[[ Available data, beginning ]]

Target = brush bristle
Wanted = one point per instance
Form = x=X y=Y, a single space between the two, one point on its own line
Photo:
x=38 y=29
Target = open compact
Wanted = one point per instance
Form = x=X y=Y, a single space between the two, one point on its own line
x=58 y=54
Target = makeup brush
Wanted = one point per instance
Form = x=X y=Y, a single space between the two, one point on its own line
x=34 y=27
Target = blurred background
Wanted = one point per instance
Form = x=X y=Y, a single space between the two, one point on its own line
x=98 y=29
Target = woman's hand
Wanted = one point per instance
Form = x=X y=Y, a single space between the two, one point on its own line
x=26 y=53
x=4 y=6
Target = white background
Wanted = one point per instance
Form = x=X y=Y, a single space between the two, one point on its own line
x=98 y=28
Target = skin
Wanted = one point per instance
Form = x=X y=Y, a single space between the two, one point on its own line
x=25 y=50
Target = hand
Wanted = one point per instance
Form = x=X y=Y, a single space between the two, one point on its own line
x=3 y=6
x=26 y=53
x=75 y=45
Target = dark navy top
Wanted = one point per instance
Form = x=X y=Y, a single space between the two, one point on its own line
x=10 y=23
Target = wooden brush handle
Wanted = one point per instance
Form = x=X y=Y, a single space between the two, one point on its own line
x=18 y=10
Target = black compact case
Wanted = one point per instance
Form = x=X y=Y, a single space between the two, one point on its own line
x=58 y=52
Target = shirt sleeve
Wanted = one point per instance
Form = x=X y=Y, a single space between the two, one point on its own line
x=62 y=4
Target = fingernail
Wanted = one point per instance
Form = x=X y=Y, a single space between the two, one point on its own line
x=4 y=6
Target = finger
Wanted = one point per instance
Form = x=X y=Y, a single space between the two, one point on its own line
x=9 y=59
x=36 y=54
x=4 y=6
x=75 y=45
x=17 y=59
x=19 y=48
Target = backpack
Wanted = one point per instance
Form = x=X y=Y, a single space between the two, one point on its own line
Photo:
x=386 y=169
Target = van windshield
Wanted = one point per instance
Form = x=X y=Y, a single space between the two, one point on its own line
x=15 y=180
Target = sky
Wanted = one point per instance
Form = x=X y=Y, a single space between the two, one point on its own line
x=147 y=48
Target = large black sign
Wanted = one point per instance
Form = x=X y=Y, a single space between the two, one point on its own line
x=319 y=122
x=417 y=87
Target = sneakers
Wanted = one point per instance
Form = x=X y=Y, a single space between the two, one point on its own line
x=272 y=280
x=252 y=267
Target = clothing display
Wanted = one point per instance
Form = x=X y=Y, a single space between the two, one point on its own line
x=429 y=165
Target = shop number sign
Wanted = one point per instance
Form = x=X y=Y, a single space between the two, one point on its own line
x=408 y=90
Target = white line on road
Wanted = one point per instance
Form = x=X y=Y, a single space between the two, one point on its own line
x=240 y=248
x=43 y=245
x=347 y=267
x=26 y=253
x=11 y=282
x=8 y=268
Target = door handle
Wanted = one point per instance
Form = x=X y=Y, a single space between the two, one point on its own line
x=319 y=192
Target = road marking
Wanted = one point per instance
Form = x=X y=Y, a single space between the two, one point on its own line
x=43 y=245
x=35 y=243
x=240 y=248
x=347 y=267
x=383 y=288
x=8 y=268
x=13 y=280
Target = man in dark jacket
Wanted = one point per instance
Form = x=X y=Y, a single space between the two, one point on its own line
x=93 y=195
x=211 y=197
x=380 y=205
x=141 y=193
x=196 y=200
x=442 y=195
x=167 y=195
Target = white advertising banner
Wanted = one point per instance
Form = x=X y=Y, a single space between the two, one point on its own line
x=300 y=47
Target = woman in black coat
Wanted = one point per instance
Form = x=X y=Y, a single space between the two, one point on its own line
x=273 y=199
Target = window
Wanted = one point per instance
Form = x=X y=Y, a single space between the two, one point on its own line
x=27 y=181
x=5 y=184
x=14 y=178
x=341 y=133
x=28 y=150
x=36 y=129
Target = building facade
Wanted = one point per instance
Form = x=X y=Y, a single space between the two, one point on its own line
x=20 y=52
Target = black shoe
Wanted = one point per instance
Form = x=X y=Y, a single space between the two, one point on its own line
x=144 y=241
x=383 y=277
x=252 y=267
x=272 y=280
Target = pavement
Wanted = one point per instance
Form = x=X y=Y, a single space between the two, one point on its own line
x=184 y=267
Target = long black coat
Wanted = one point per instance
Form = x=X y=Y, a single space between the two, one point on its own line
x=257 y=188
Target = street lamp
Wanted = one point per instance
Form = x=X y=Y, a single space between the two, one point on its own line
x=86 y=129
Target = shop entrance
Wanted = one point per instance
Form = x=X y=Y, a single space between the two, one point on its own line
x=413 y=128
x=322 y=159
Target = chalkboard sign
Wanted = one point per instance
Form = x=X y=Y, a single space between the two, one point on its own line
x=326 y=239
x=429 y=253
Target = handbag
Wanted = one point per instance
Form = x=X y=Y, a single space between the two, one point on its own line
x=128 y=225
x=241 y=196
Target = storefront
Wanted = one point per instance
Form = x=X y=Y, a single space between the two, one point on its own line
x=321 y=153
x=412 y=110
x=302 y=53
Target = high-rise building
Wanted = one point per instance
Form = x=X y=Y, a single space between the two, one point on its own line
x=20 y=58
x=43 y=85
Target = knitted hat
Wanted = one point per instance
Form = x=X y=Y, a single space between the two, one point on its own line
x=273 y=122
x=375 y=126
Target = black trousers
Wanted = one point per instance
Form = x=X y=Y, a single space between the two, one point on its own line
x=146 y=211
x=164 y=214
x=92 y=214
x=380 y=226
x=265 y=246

[[ Available data, end ]]

→ Description of the task: Quote the listing above, but only from the line that shows "Target = building facade" through the line that shows "Target = long black coat".

→ Output for this task:
Target = building facade
Wanted = one point per instance
Form = x=X y=Y, a single space between the two, one point on its own line
x=20 y=52
Target = black shoe
Wanted = one point per instance
Form = x=X y=Y, a single space between the two, one point on its own line
x=144 y=241
x=383 y=277
x=252 y=267
x=272 y=280
Target = pavement
Wanted = one point per instance
Form = x=X y=Y, a single space between the two, one point on its own line
x=184 y=267
Target = long black coat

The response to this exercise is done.